● **Required work**:
Condense the paragraph of the investing extract below that begins "Most new stockbrokers have two things in common" into a short bulleted list that keeps its main facts.

The Four Cornerstones of Frugal Investing
When I graduated from Merrill Lynch's three month course designed to teach rookie stockbrokers the difference between stock and bonds - and to separate the pigeons from the bulls and bears - my wiley old mentor, a broker with decades of experience, told me an amazing fact:
"Well, Scott, you've just received a $100,000 education. Merrill spent the first $30,000. Your new clients will now spend the rest: the $70,000 they'll lose bringing you up to speed!"
Why You Shouldn't Buy Securities from a Stockbroker
What he meant was that the training all stockbrokers get to pass the Series 7 NASD exam has less to do with earning money from investments than it does charging commissions from buying and selling them. My new business card said, "Scott Spiering, Financial Consultant." What it should have read, as the cards of commission-happy salespeople in many industries ought to read, is" "Licensed Pickpocket." Here's why:
Most new stockbrokers have two things in common. First, they have little or no background in investing or professional money management. Second, they're great potential salespeople. Both of these traits are exactly what the big "wire houses," or national brokerage firms - and even many big banks that now sell securitized financial products out of their lobbies - screen applicants for. Professional credentials, investment experience, and freedom from conflicting interests seldom enter the picture.
Most individual investors also have two things in common. First, they've been conditioned by advertisements, financial journals, and even our regulatory agencies to trust financial intermediaries such as stockbrokers. Second, virtually all of these investors already have twice the money management sense of the typical stockbroker. Why? Because in order to gain investable resources, these people had to succeed in the real world where good ideas, honesty, and true productivity still count:
As a result, the best qualified and most conscientious half of the investor-broker team hands over a sizable portion of the investor's life savings to the one who is the least capable of managing it effectively. In fact, most brokers are highly motivated to put client interest not only second, but third behind their own hunger for commissions and their company's insatiable demand for profits.

● **Stored data**:
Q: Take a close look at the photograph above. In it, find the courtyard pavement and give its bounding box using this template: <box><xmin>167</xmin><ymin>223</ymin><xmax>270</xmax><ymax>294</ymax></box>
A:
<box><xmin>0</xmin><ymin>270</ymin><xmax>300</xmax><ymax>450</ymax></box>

● **Result of this task**:
- Most new stockbrokers have little or no background in investing or professional money management.
- Most are strong potential salespeople.
- National brokerage firms, and many big banks that sell securitized financial products, screen applicants for exactly these two traits.
- Professional credentials, investment experience, and freedom from conflicting interests rarely factor into hiring.